*** Opening of Supplied data ***
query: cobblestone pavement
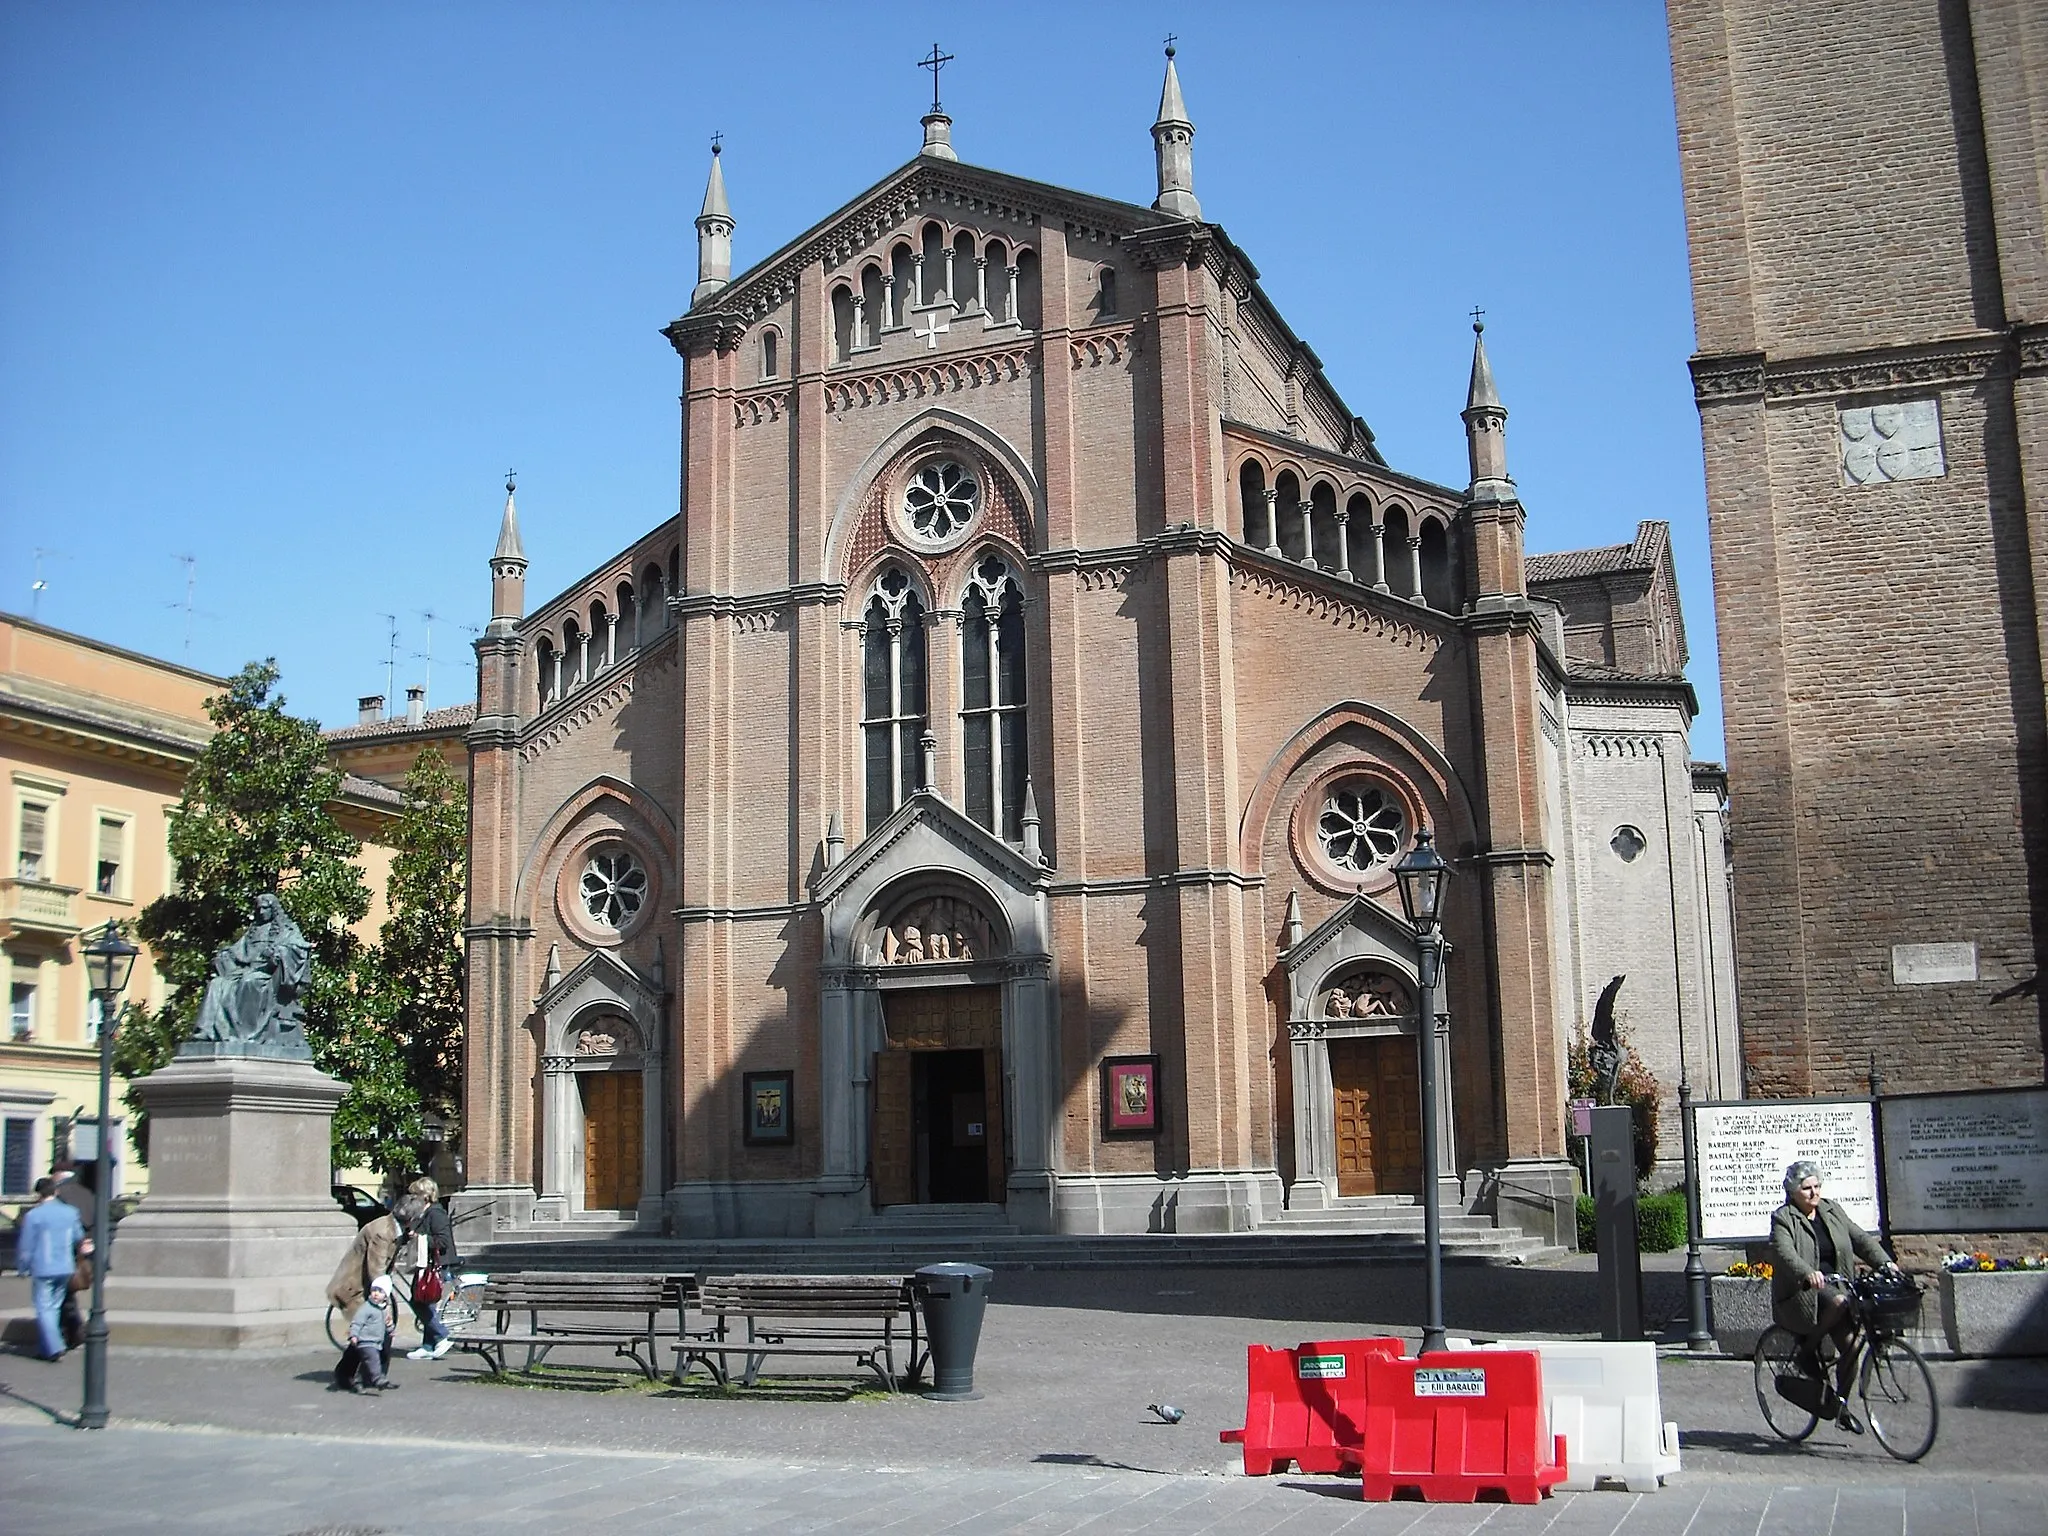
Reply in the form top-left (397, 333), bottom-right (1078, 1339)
top-left (3, 1259), bottom-right (2045, 1532)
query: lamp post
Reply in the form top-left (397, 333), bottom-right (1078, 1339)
top-left (1391, 826), bottom-right (1452, 1357)
top-left (79, 918), bottom-right (138, 1431)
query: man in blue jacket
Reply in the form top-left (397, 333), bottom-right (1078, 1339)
top-left (15, 1177), bottom-right (85, 1361)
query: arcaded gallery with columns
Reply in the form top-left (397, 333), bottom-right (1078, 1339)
top-left (455, 55), bottom-right (1736, 1247)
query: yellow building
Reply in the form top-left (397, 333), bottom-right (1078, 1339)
top-left (0, 614), bottom-right (399, 1210)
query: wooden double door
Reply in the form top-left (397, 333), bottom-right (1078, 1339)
top-left (872, 986), bottom-right (1006, 1207)
top-left (1329, 1034), bottom-right (1422, 1197)
top-left (581, 1070), bottom-right (643, 1211)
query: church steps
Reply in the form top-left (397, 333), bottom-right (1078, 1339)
top-left (466, 1228), bottom-right (1559, 1275)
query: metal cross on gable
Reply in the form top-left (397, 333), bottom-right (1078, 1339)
top-left (918, 43), bottom-right (954, 114)
top-left (915, 308), bottom-right (950, 350)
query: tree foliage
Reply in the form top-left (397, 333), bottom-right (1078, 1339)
top-left (374, 748), bottom-right (467, 1122)
top-left (118, 661), bottom-right (409, 1168)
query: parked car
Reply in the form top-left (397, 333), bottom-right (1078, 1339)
top-left (331, 1184), bottom-right (389, 1228)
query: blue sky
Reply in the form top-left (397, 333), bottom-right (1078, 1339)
top-left (0, 2), bottom-right (1719, 754)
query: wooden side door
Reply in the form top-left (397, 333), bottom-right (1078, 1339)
top-left (871, 1049), bottom-right (915, 1207)
top-left (582, 1071), bottom-right (644, 1210)
top-left (1330, 1039), bottom-right (1377, 1196)
top-left (1368, 1037), bottom-right (1423, 1197)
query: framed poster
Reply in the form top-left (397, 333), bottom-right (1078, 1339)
top-left (1881, 1086), bottom-right (2048, 1234)
top-left (1690, 1097), bottom-right (1879, 1241)
top-left (743, 1070), bottom-right (794, 1146)
top-left (1102, 1055), bottom-right (1162, 1139)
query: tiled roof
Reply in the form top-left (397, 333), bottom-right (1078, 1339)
top-left (338, 772), bottom-right (403, 808)
top-left (323, 702), bottom-right (477, 742)
top-left (1526, 522), bottom-right (1669, 585)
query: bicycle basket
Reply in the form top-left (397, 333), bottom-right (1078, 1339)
top-left (1861, 1276), bottom-right (1924, 1330)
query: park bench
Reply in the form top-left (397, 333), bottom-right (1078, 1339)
top-left (451, 1271), bottom-right (695, 1379)
top-left (676, 1273), bottom-right (923, 1391)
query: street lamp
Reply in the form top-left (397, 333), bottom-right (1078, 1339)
top-left (1391, 825), bottom-right (1452, 1356)
top-left (79, 918), bottom-right (138, 1431)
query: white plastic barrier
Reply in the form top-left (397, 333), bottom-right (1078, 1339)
top-left (1446, 1338), bottom-right (1680, 1492)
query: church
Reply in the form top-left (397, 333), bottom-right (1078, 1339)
top-left (455, 51), bottom-right (1738, 1248)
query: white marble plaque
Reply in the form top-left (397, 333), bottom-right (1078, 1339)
top-left (1881, 1089), bottom-right (2048, 1233)
top-left (1892, 941), bottom-right (1977, 984)
top-left (1693, 1100), bottom-right (1880, 1241)
top-left (1840, 399), bottom-right (1945, 485)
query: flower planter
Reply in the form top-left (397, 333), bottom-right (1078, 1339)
top-left (1708, 1276), bottom-right (1772, 1357)
top-left (1940, 1270), bottom-right (2048, 1358)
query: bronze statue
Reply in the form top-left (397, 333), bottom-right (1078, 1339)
top-left (187, 894), bottom-right (313, 1058)
top-left (1588, 973), bottom-right (1626, 1104)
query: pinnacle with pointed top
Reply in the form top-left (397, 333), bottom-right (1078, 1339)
top-left (1283, 889), bottom-right (1304, 951)
top-left (1462, 314), bottom-right (1514, 503)
top-left (693, 138), bottom-right (735, 306)
top-left (489, 476), bottom-right (527, 627)
top-left (1151, 41), bottom-right (1200, 221)
top-left (1020, 777), bottom-right (1043, 862)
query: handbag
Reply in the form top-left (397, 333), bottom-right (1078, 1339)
top-left (68, 1251), bottom-right (94, 1295)
top-left (413, 1264), bottom-right (444, 1304)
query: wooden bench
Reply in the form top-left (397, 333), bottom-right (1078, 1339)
top-left (452, 1271), bottom-right (695, 1379)
top-left (676, 1273), bottom-right (922, 1391)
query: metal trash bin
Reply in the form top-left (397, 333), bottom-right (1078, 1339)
top-left (914, 1262), bottom-right (993, 1400)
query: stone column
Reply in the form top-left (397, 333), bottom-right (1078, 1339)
top-left (851, 295), bottom-right (868, 350)
top-left (973, 256), bottom-right (988, 314)
top-left (1287, 1020), bottom-right (1336, 1210)
top-left (102, 1053), bottom-right (355, 1348)
top-left (942, 246), bottom-right (956, 305)
top-left (1298, 501), bottom-right (1318, 569)
top-left (1334, 510), bottom-right (1353, 578)
top-left (879, 273), bottom-right (896, 331)
top-left (1369, 519), bottom-right (1387, 590)
top-left (538, 1053), bottom-right (575, 1219)
top-left (912, 254), bottom-right (926, 307)
top-left (1005, 265), bottom-right (1020, 325)
top-left (1406, 535), bottom-right (1423, 599)
top-left (1262, 489), bottom-right (1282, 557)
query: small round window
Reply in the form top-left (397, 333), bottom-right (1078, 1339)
top-left (1610, 825), bottom-right (1647, 862)
top-left (902, 460), bottom-right (980, 544)
top-left (1317, 782), bottom-right (1407, 876)
top-left (581, 848), bottom-right (647, 929)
*** Close of Supplied data ***
#### Problem
Within the entries, find all lines holding "wooden" and copy each one.

#### Answer area
query: wooden double door
query: wooden side door
query: wooden bench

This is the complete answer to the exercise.